● WORK ITEM:
Word for word, print each record, dropping any image it holds.

● SOURCE MATERIAL:

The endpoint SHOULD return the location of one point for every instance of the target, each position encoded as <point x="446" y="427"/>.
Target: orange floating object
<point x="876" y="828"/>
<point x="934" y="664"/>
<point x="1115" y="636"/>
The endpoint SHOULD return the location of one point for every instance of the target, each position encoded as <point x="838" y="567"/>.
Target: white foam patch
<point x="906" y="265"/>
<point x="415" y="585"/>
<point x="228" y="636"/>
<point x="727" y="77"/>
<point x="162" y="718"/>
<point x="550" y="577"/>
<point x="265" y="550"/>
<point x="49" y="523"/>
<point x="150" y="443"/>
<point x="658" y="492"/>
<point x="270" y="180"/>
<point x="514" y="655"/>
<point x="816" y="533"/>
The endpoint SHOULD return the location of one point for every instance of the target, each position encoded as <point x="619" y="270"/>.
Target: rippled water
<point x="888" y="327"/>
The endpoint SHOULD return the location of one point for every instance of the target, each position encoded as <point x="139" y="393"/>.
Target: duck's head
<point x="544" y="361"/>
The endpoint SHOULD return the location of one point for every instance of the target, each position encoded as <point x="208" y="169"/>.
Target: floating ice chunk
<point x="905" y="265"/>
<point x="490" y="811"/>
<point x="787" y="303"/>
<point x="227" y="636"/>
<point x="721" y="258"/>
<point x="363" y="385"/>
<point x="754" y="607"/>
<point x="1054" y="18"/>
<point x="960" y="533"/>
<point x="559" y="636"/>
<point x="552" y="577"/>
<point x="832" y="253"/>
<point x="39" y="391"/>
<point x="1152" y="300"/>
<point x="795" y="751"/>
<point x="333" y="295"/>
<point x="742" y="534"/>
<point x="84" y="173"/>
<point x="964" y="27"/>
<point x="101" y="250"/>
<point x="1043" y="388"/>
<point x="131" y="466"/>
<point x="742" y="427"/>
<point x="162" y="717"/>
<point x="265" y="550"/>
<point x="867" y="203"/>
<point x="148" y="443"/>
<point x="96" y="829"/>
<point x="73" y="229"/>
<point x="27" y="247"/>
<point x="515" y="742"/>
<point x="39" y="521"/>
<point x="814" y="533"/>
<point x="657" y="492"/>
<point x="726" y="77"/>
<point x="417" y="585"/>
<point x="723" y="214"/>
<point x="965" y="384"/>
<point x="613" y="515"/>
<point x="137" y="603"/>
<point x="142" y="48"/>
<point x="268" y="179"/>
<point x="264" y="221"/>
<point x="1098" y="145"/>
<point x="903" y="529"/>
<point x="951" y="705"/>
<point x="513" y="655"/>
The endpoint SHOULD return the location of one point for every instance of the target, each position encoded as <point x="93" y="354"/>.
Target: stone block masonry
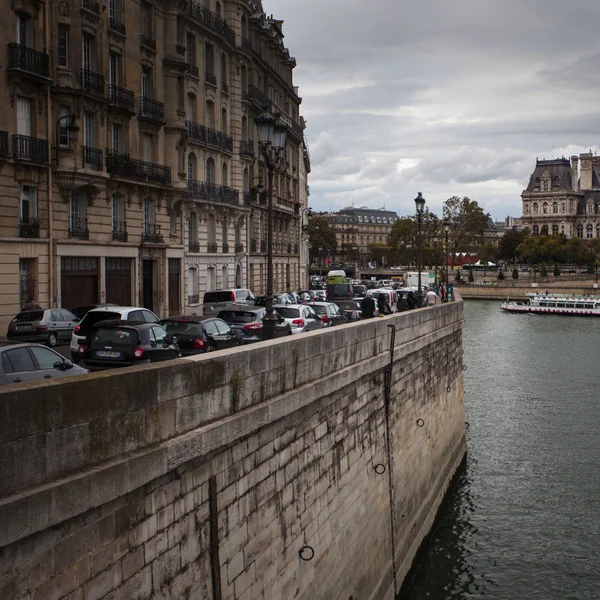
<point x="309" y="468"/>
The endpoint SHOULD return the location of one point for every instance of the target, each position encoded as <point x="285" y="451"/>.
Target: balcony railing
<point x="152" y="234"/>
<point x="31" y="149"/>
<point x="209" y="137"/>
<point x="78" y="229"/>
<point x="148" y="42"/>
<point x="122" y="165"/>
<point x="247" y="147"/>
<point x="212" y="191"/>
<point x="119" y="231"/>
<point x="92" y="82"/>
<point x="121" y="98"/>
<point x="92" y="158"/>
<point x="152" y="109"/>
<point x="27" y="59"/>
<point x="29" y="228"/>
<point x="91" y="5"/>
<point x="3" y="144"/>
<point x="116" y="25"/>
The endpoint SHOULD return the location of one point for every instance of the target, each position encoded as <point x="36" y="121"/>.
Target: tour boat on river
<point x="555" y="304"/>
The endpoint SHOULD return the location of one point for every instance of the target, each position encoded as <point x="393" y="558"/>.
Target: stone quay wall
<point x="310" y="467"/>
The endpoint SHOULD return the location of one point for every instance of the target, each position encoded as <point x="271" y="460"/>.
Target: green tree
<point x="468" y="223"/>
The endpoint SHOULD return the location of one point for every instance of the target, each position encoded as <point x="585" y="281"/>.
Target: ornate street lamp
<point x="271" y="141"/>
<point x="420" y="206"/>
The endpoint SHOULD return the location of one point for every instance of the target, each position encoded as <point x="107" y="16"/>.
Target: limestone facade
<point x="128" y="153"/>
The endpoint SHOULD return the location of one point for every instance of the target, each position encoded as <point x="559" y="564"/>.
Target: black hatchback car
<point x="113" y="344"/>
<point x="196" y="335"/>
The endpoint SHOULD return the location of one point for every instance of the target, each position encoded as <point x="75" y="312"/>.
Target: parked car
<point x="123" y="343"/>
<point x="81" y="311"/>
<point x="219" y="299"/>
<point x="248" y="323"/>
<point x="196" y="335"/>
<point x="330" y="313"/>
<point x="49" y="326"/>
<point x="300" y="317"/>
<point x="107" y="313"/>
<point x="33" y="362"/>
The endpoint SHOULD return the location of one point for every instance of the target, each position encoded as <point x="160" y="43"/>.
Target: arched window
<point x="192" y="166"/>
<point x="210" y="170"/>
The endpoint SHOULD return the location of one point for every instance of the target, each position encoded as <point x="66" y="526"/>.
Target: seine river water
<point x="524" y="520"/>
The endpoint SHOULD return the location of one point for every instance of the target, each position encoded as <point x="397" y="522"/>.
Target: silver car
<point x="300" y="317"/>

● WRITTEN RESPONSE:
The endpoint SHOULD return the location of one point for every instance of the target, each position encoded as <point x="446" y="427"/>.
Target: orange floating object
<point x="876" y="828"/>
<point x="934" y="664"/>
<point x="1115" y="636"/>
The endpoint SHOULD return the location of one point for every instance of the target, each position encoded as <point x="838" y="567"/>.
Target: white foam patch
<point x="906" y="265"/>
<point x="415" y="585"/>
<point x="228" y="636"/>
<point x="727" y="77"/>
<point x="162" y="718"/>
<point x="550" y="577"/>
<point x="265" y="550"/>
<point x="49" y="523"/>
<point x="150" y="443"/>
<point x="658" y="492"/>
<point x="270" y="180"/>
<point x="514" y="655"/>
<point x="816" y="533"/>
The endpoint SHOULD return the location of one point for every instance of the target, each position encoded as <point x="619" y="270"/>.
Target: rippled water
<point x="888" y="327"/>
The endpoint SHOULD return the location of one point for every instance of the target, each position encoded as <point x="139" y="393"/>.
Target: duck's head
<point x="544" y="361"/>
The endpoint SHOULD return the location of one point for every instance of the target, each position encoded as <point x="208" y="169"/>.
Target: floating ice chunk
<point x="905" y="265"/>
<point x="490" y="811"/>
<point x="787" y="303"/>
<point x="227" y="636"/>
<point x="721" y="258"/>
<point x="363" y="385"/>
<point x="754" y="607"/>
<point x="1054" y="18"/>
<point x="960" y="533"/>
<point x="559" y="636"/>
<point x="552" y="577"/>
<point x="832" y="253"/>
<point x="39" y="391"/>
<point x="1152" y="300"/>
<point x="795" y="751"/>
<point x="333" y="295"/>
<point x="742" y="534"/>
<point x="84" y="173"/>
<point x="964" y="27"/>
<point x="101" y="250"/>
<point x="1043" y="388"/>
<point x="131" y="466"/>
<point x="742" y="427"/>
<point x="162" y="717"/>
<point x="265" y="550"/>
<point x="867" y="203"/>
<point x="148" y="443"/>
<point x="96" y="829"/>
<point x="73" y="229"/>
<point x="27" y="247"/>
<point x="515" y="742"/>
<point x="39" y="521"/>
<point x="814" y="533"/>
<point x="657" y="492"/>
<point x="726" y="77"/>
<point x="417" y="585"/>
<point x="723" y="214"/>
<point x="965" y="384"/>
<point x="613" y="515"/>
<point x="137" y="603"/>
<point x="142" y="48"/>
<point x="268" y="179"/>
<point x="264" y="221"/>
<point x="1098" y="145"/>
<point x="903" y="529"/>
<point x="951" y="705"/>
<point x="513" y="655"/>
The endpoint SHOULD return the location of one point for every instance of the target, each position encoded as <point x="93" y="354"/>.
Target: stone block masonry
<point x="309" y="468"/>
The endpoint SHOULD return the location of one point for every instance of the target, each position encoded as <point x="285" y="451"/>.
Target: balcony railing
<point x="152" y="234"/>
<point x="31" y="149"/>
<point x="209" y="137"/>
<point x="78" y="229"/>
<point x="148" y="42"/>
<point x="122" y="165"/>
<point x="247" y="147"/>
<point x="212" y="191"/>
<point x="119" y="231"/>
<point x="92" y="82"/>
<point x="121" y="98"/>
<point x="92" y="158"/>
<point x="152" y="109"/>
<point x="27" y="59"/>
<point x="29" y="228"/>
<point x="91" y="5"/>
<point x="3" y="144"/>
<point x="116" y="25"/>
The endpoint SHOULD return the location of one point for every instance of the target, each position encoded as <point x="36" y="121"/>.
Target: tour boat on river
<point x="555" y="304"/>
The endpoint SHOULD return the location of one point for every instance of the target, each position encoded as <point x="393" y="558"/>.
Target: stone quay wall
<point x="310" y="467"/>
The endpoint SHOULD return the location of one point for every instance of the target, each position encoded as <point x="271" y="460"/>.
Target: green tree
<point x="468" y="223"/>
The endpoint SHOULD return the location of one point for every instance of the target, each position encoded as <point x="585" y="281"/>.
Target: ornate street lamp
<point x="271" y="141"/>
<point x="420" y="206"/>
The endpoint SHOULD return the location of one point for every instance of the target, each position encoded as <point x="107" y="16"/>.
Target: limestone facade
<point x="128" y="153"/>
The endpoint SHOULD return the location of one point for every instance of the target, each position encoded as <point x="559" y="564"/>.
Target: black hatchback car
<point x="113" y="344"/>
<point x="196" y="335"/>
The endpoint SHOULD return the location of one point for every instance of the target, each position encoded as <point x="75" y="312"/>.
Target: parked car
<point x="123" y="343"/>
<point x="81" y="311"/>
<point x="219" y="299"/>
<point x="248" y="323"/>
<point x="196" y="335"/>
<point x="330" y="313"/>
<point x="49" y="326"/>
<point x="300" y="317"/>
<point x="107" y="313"/>
<point x="33" y="362"/>
The endpoint SHOULD return the location of one point for every instance of the target, each position encoded as <point x="160" y="43"/>.
Target: arched window
<point x="192" y="166"/>
<point x="210" y="170"/>
The endpoint SHOULD return the location of one point for every instance of the target, each position encoded as <point x="66" y="526"/>.
Target: seine river water
<point x="524" y="520"/>
The endpoint SHOULD return the location of one point for every instance of the target, each position encoded as <point x="397" y="522"/>.
Target: silver car
<point x="300" y="317"/>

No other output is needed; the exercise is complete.